> **Exercise requirements**
Using the entries that follow, state how many lines contain "water", with no other words.

> **Exercise inputs**
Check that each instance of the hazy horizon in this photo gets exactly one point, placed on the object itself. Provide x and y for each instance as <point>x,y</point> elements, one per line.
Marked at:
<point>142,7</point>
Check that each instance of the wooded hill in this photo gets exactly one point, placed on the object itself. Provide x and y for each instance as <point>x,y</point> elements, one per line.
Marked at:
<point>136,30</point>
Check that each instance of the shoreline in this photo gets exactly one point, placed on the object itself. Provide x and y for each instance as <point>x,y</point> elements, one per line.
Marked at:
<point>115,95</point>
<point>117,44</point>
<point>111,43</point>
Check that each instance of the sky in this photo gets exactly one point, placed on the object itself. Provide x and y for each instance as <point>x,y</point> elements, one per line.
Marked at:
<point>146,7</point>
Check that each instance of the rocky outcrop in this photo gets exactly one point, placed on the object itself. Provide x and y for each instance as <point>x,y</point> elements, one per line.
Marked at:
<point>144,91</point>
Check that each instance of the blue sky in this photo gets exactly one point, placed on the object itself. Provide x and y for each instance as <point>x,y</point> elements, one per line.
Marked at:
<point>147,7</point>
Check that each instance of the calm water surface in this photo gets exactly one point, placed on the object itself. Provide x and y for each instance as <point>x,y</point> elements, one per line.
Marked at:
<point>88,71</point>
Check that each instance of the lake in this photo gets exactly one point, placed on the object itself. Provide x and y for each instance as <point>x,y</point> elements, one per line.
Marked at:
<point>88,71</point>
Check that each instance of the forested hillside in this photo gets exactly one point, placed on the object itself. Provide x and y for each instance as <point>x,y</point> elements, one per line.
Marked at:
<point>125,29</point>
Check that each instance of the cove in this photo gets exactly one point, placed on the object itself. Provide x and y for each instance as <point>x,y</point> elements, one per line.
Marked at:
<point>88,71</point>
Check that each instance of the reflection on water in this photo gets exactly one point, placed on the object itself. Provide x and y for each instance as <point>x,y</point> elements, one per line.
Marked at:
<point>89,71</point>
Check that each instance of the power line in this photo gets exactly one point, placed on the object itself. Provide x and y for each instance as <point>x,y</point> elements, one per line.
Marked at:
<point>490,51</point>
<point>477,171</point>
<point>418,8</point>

> **Finished task**
2